---------- DATA FOR PROCESSING ----------

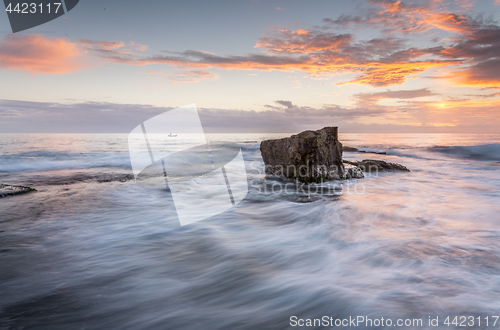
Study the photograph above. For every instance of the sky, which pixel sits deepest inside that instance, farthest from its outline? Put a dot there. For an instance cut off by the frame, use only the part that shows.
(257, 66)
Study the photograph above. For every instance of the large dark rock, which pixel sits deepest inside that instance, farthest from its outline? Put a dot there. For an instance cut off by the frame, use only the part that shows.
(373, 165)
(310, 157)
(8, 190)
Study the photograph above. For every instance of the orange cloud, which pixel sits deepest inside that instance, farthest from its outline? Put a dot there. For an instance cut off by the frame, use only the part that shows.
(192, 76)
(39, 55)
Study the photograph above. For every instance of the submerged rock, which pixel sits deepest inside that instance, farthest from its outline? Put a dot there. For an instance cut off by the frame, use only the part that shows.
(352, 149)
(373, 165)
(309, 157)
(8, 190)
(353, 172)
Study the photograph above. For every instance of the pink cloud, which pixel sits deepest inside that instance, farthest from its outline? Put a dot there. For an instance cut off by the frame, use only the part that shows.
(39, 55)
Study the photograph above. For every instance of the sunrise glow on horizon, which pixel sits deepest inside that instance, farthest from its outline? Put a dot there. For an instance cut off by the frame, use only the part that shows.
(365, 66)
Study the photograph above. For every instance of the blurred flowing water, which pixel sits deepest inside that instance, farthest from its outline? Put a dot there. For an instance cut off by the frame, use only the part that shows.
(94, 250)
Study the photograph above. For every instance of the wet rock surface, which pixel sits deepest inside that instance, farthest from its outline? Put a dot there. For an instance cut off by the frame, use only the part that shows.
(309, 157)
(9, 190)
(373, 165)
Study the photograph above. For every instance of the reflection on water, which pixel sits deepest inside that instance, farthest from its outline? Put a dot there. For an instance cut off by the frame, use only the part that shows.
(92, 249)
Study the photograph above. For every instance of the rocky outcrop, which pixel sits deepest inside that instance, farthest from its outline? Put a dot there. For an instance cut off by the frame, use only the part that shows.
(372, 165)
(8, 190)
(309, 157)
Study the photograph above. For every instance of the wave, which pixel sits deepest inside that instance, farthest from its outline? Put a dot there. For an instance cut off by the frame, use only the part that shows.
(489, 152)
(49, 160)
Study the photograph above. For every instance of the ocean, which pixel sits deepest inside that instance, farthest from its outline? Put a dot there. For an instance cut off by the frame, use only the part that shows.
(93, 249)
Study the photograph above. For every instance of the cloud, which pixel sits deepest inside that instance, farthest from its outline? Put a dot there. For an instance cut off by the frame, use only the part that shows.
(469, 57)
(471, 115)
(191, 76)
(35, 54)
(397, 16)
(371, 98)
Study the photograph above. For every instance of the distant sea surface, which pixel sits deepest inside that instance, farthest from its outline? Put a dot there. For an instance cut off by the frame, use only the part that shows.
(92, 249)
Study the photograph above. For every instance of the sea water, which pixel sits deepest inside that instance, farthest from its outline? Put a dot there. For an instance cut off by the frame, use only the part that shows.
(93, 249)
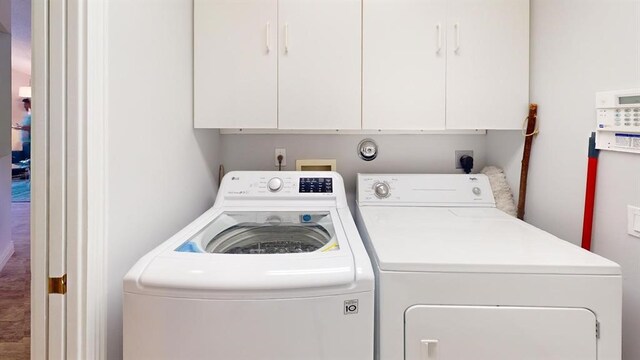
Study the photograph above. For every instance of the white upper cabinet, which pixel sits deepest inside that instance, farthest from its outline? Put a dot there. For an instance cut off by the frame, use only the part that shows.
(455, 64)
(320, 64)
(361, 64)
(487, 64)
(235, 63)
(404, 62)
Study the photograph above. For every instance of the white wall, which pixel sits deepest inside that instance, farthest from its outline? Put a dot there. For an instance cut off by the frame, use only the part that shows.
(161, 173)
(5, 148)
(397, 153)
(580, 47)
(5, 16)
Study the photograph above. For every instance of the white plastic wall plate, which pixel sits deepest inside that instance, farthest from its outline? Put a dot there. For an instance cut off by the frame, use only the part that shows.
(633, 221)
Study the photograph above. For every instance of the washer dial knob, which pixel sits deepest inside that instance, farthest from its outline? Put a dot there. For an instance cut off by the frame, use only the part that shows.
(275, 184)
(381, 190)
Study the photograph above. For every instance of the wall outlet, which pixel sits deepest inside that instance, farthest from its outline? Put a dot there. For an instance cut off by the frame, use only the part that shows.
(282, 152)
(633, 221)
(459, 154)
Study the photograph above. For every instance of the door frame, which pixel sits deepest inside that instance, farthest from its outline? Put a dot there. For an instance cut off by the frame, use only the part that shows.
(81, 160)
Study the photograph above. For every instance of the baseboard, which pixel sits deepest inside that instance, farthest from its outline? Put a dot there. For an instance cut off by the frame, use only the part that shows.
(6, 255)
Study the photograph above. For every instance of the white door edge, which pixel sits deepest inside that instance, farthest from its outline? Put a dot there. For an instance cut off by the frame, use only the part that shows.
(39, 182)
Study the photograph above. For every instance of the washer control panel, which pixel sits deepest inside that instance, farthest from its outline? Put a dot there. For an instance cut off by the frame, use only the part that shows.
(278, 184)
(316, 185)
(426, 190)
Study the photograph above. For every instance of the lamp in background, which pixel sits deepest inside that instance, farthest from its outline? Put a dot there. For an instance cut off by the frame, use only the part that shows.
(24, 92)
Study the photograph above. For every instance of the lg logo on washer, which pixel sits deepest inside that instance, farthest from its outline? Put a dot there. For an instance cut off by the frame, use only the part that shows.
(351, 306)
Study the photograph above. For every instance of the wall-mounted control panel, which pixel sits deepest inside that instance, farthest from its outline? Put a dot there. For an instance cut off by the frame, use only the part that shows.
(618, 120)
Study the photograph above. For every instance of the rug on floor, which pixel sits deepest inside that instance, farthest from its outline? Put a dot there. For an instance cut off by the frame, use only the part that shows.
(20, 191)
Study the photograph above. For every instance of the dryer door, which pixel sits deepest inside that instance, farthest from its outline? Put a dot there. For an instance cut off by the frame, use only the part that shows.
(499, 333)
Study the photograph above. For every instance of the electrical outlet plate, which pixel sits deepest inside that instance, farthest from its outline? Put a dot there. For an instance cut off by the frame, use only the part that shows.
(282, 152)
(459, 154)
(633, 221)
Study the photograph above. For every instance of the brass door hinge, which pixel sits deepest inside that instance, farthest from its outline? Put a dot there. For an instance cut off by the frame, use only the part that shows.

----------

▸ **PROBLEM TO WORK ON**
Every line above should be returned word for word, with the pictures left behind.

▸ **EXERCISE SOLUTION**
Study the photograph above. For every instance of the sky, which pixel sits deepest inside that instance, farthest from its outline? Put a dot there. For an instance cut off by the frame, use only the part that shows.
(257, 66)
Study the photograph above. For every instance of the large dark rock, which pixel sits deepest inside that instance, farthest from its outline? Put a dot there. For an instance cut off by the frame, use only the part that shows.
(373, 165)
(310, 157)
(8, 190)
Study the photograph above. For every instance of the orange cloud, which pixel sits deepest inside that instance, farthest from its outline? Put a dot there. For an instance cut off by the frame, use only the part that shows.
(192, 76)
(39, 55)
Study the photograph above. For every instance of the submerged rock, which pixel sits deepest inside that instance, farthest from its outline? Put a dot there. For an instance cut off by the frame, use only the part that shows.
(352, 149)
(373, 165)
(309, 157)
(8, 190)
(353, 172)
Study the photograph above. For every instance of the pink cloud, which pixel sits deepest inside that instance, farthest from its outline? Put a dot there. For an instance cut off by the frame, use only the part that shows.
(39, 55)
Study the photograph above. For every instance of the sunrise glow on horizon, which pixel sits deepest inside that instance, farthest from its outline? Put a dot there. For an instance cut off by the frame, use only the part that shows.
(365, 66)
Study the photograph above. For every instance of the blurred flowing water, which pixel sits deepest inside that instance, farthest from its outline? Put a dot there. For an instance cut off by the frame, use only the part that shows.
(94, 250)
Study the photograph above. For every instance of the wet rock surface, which pixel sits deepest inside that instance, farthest from its outline? Put a dot there. For an instance cut off by the frame, use only the part that shows.
(309, 157)
(9, 190)
(373, 165)
Study the photograph above. For every instance of the reflection on water, which pixel sits deepest inside that instance, farthest from its outline? Put a dot there. For an instance cut off by the frame, use only the part that shows.
(92, 249)
Study the photograph above. For every instance of the rocky outcrop, which pixel sits deepest inside that instance, farthest from its outline? Put a dot there. For an instance cut off by the frame, use only the part that shows.
(372, 165)
(8, 190)
(309, 157)
Study the photograph above. For every instance of the wave, which pixel sits deepest inside that instance, farthest from its outline? Put a dot there. For an instance cut off by the frame, use only the part that shows.
(489, 152)
(49, 160)
Study the photograph above. For every instance of the ocean, which pixel sits deepest inside that instance, farthest from its outline? Put a dot there. For an instance cut off by the frame, use only the part that shows.
(93, 249)
Study the photograph above. For every instance of the cloud, which pixel sits deepest inside that instance, farthest from its outline? Put a dot there. For an instance cut off by the frame, use only the part that shows.
(469, 57)
(471, 115)
(191, 76)
(35, 54)
(397, 16)
(371, 98)
Study the photograph above. For every instance of the distant sea surface, which pixel sits deepest inside that instance, farthest from its outline? Put a dot there. For an instance cut off by the frame, use only the part that shows.
(92, 249)
Study the photograph above. For every instance of the sea water, which pixel sits deepest inside that instance, farthest from its outline? Put a dot there. For an instance cut off by the frame, use only the part that shows.
(93, 249)
Study the photograph above. For every instance of the white upper cabinet, which pixel sits deepest inside that instance, farthest from its outline? Put a dot there. For an instance cut off by the frame, use only the part that shows.
(455, 64)
(320, 64)
(361, 64)
(487, 64)
(235, 63)
(404, 62)
Study the photograph above. For every instance of the white wall, which pixel sits deepest inside that instance, farthest from its outline? Put a dot there. For an instance cut off by the frame, use only the part that shows.
(161, 173)
(5, 148)
(397, 153)
(580, 47)
(5, 16)
Study the photograph above. For every instance of the white plastic wall plate, which pixel sits deepest inside that instance, farthest from its outline? Put a dot there. For an instance cut off by the frame, use only the part that shows.
(633, 221)
Study the photograph above. For every instance of the washer dial knob, which pixel sits deepest inside that instance, farthest from its outline? Put a dot there. For an instance cut off by the frame, use only the part that shows.
(275, 184)
(381, 190)
Study the photograph above. For every instance of the wall outlet, which pixel sits deepest inside that instance, farthest from its outline? Put a dot there. For an instance cut off by the frame, use only the part that shows.
(282, 152)
(633, 221)
(459, 154)
Study the photograph above. For every instance of the door frame, which pixel sits deepest inside that instance, farthest from its outline? Put a dot there. For an instance cut off by the frame, use only the part that shows.
(81, 160)
Study the photograph above. For every instance of the baseboard, which pixel sits deepest inside that instance, farthest from its outline? Put a dot there. For an instance cut off by the frame, use only the part that shows.
(6, 255)
Study the photograph above. For every instance of the white door edge, which pixel sits deepest inside that instance, farthest from its outline? Put a dot there. For an instance cut off by the frame, use only the part that shows.
(39, 182)
Study the photograph above. For every instance of the washer control panel, which pixel sits deepest inside that instance, farthest from its outline? Put a dot there. For an instance cut off by the frame, use only the part that shows.
(278, 184)
(316, 185)
(426, 190)
Study the photograph above. For every instance of the lamp in background, which pixel sits deepest inside that instance, farthest from its outline? Put a dot there. For an instance cut off by the frame, use only the part that shows.
(24, 92)
Study the photograph above. For every instance of the lg logo on washer, which pixel sits deepest inside that instance, farthest from its outline? Put a dot there. For an instance cut off by the frame, use only the part that shows.
(351, 306)
Study the photograph above. For every instance of the wall-mounted control panel, which pixel sits deepest inside that instance, farthest from its outline? Put a dot there. For an instance cut off by the frame, use only the part that shows.
(618, 120)
Study the photograph above. For every instance of the rug on floor, which pixel sits deepest inside that instance, farthest from its outline? Put a dot there. For an instance cut off by the frame, use only the part that shows.
(20, 191)
Study the photograph above. For every instance of the dryer door, which pixel sits deepest inside that instance, farthest from its outline? Put a dot there. For an instance cut off by the frame, use only the part that shows.
(499, 333)
Study the photograph above. For every instance of the electrical outlet plate, which pixel sits deepest inside that instance, farthest from its outline? Put a dot there. For an instance cut off by the frame, use only the part that shows.
(282, 152)
(459, 154)
(633, 221)
Study the photograph above. For every instance of the brass door hinge, which pixel sits deepest inside that instance, farthest from its outline? Put a dot there. For an instance cut off by the frame, use only the part that shows.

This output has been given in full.